● **Text provided**
● ● ● ● ●

To do this, each of the practice’s 26 providers did as Seltzer suggested. They pivoted from solely being image readers to being more engaged consultants who had greater interaction with referring physicians, as well as patients. An internal committee also launched a three-pronged, hyper-focused initiative that included call reporting, concierge radiology, and traveling interventional radiology to cultivate stronger relationships with referring providers.
With call reporting, each practice provider calls a targeted number of referring physicians monthly to relay clinical findings. Initially, providers concentrated on conveying the most critical results, but over time, they’ve transitioned to calling with less significant findings. According to Helke, most referring physicians have been receptive, leading to closer – and, in some cases, new – relationships.
The concierge service works much like a radiology house call – providers visit referring physicians’ offices on various days to read images. The program is tailored with subspecialty radiologists reading exams in their expertise areas. This move offers several benefits, Helke said. Not only can the radiologists offer more timely feedback, but they also talk face-to-face with the referring physician about appropriate imaging and findings. Additionally, in a step that could increase patient satisfaction, the radiologist gets in-person interaction with patients.
The traveling interventional radiology component works much like the concierge program – interventional radiologists provide their services to local physicians’ offices and hospitals that don’t have full-time interventional radiologists on staff. According to Erik A. Pedersen, MD, Radiology Consultants’ chief information officer, these radiologists have increased their case load by offering their services to referring physicians a few days a week.
Overall, the benefits from this three-pronged initiative have been considerable. To date, Radiology Consultants has seen a 10% increase in referrals. It’s also not uncommon for referring physicians to call with questions about appropriateness or to get second-reads of images their patients have received elsewhere.
“We get lots of phone calls and lots of referring physicians who drop by the department to have us look at cases,” said Pedersen, who is also radiology department chair at Bergan Mercy Medical Center and Boys Town National Research Hospital. “It shows that the relationship is solid, and the physicians trust that what we’re recommending is going to help answer their questions.”
According to Helke, patient approval ratings have skyrocketed to between 90% to 95% because they’re getting their results faster, and they can connect the radiologist’s name with a face. In addition, by compartmentalizing reads and giving providers the latest voice recognition software, the practice has sliced its turn-around time from a day to an hour.
Even though ACOs aren’t the official payment model for the healthcare system, many hospitals and larger health environments are moving in this direction. And, as healthcare goes further down this path, it’s likely, Lohnes said, that the industry’s smaller partners will lag behind the bigger institutions that have already started down the ACO integration path. But overall success is still possible.
“As radiology moves forward as a general entity, we have to be willing to accept risk and learn how to handle that if we’re going to maintain our independence and our standing as physicians,” he said. “By doing so, we’ll be higher on the food chain. That’s where we want to be – that’s our long-term goal.”

● ● ● ● ●

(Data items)
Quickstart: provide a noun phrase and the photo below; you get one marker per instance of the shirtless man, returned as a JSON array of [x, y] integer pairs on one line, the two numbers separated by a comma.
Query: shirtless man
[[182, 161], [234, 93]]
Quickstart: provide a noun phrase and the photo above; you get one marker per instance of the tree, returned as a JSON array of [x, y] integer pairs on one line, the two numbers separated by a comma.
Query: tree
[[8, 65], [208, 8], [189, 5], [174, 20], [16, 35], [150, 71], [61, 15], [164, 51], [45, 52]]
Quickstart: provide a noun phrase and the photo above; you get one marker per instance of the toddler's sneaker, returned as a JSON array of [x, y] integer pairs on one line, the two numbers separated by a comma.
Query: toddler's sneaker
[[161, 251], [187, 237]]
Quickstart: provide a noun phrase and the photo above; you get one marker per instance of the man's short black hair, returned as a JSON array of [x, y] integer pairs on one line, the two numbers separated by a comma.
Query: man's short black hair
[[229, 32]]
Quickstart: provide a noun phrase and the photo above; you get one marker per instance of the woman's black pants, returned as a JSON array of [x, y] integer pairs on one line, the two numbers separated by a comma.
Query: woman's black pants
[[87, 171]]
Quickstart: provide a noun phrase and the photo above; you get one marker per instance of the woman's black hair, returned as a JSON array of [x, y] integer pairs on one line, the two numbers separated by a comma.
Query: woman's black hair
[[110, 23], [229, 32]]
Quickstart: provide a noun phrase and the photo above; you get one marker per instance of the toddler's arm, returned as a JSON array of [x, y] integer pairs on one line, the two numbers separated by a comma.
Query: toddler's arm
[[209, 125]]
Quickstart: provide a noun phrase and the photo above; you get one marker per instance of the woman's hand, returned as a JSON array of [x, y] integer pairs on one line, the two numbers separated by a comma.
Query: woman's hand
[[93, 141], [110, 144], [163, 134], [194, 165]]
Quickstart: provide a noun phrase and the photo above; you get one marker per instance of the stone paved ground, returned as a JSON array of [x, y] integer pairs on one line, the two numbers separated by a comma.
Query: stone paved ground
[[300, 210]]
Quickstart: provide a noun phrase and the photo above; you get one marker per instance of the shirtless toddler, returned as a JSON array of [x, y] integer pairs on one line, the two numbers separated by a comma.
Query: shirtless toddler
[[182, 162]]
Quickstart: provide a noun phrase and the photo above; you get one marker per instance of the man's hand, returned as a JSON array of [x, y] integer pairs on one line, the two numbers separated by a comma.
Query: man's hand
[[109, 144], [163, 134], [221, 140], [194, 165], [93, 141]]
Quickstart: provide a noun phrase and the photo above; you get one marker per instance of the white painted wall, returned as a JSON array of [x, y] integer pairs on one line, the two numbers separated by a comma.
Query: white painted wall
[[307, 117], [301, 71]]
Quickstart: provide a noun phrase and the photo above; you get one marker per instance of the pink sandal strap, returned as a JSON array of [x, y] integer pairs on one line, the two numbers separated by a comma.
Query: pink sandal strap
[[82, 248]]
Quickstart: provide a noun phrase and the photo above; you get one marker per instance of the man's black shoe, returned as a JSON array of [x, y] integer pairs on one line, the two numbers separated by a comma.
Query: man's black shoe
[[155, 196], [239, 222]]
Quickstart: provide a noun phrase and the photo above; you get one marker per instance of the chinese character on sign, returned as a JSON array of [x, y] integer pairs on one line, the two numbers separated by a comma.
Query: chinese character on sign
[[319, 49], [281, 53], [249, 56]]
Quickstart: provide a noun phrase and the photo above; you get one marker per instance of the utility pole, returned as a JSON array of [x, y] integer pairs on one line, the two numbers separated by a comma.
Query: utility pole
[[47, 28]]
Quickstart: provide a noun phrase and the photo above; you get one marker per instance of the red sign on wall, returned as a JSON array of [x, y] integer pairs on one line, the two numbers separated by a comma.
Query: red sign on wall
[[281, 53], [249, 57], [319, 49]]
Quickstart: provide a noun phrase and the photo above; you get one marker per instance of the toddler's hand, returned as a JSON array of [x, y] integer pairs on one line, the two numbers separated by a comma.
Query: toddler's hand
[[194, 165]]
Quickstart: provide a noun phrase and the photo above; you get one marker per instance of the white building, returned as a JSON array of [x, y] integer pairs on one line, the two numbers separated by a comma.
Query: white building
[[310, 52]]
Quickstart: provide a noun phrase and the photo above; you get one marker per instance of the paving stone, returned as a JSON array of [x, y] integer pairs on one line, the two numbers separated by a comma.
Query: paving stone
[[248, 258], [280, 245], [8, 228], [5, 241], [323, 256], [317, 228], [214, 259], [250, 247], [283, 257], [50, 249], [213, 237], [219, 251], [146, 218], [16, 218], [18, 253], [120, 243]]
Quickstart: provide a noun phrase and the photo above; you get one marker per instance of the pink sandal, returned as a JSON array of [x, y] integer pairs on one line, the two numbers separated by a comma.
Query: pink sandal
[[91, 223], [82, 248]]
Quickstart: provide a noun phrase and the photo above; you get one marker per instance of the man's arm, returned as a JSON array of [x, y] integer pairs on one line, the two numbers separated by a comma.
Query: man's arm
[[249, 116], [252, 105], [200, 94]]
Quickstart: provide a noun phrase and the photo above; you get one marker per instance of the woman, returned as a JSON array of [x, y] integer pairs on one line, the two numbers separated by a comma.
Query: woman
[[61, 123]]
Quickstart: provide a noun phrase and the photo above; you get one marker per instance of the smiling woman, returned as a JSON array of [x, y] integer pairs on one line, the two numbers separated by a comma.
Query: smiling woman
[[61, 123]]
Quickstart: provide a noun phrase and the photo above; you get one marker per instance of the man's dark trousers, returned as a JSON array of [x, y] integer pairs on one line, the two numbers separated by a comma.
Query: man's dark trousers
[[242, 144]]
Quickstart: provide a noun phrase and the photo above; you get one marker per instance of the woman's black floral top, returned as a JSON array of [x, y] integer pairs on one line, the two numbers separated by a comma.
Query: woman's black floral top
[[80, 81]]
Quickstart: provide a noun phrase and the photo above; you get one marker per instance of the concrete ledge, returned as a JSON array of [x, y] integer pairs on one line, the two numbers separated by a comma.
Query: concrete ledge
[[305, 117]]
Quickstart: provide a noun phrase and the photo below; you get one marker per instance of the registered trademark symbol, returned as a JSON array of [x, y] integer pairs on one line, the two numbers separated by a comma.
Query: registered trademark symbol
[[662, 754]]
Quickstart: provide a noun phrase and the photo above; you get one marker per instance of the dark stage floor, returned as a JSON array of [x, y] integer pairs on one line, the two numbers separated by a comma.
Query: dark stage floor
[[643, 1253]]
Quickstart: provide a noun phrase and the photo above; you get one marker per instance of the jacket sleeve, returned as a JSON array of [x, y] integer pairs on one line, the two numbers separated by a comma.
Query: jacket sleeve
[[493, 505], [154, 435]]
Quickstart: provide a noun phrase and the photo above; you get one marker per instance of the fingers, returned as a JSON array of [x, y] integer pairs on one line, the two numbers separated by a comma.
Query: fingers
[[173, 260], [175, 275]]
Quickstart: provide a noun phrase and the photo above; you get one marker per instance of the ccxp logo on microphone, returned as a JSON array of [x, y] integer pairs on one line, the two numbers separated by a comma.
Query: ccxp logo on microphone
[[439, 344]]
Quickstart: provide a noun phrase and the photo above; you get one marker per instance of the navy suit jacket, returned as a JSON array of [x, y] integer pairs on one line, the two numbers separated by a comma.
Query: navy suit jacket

● ● ● ● ●

● **Exercise instructions**
Quote the part of the radiology practice text that starts at "The traveling interventional" and ends at "have received elsewhere.", word for word. Work only from the text, leaving the data items aside.

● **Answer to the problem**
The traveling interventional radiology component works much like the concierge program – interventional radiologists provide their services to local physicians’ offices and hospitals that don’t have full-time interventional radiologists on staff. According to Erik A. Pedersen, MD, Radiology Consultants’ chief information officer, these radiologists have increased their case load by offering their services to referring physicians a few days a week.
Overall, the benefits from this three-pronged initiative have been considerable. To date, Radiology Consultants has seen a 10% increase in referrals. It’s also not uncommon for referring physicians to call with questions about appropriateness or to get second-reads of images their patients have received elsewhere.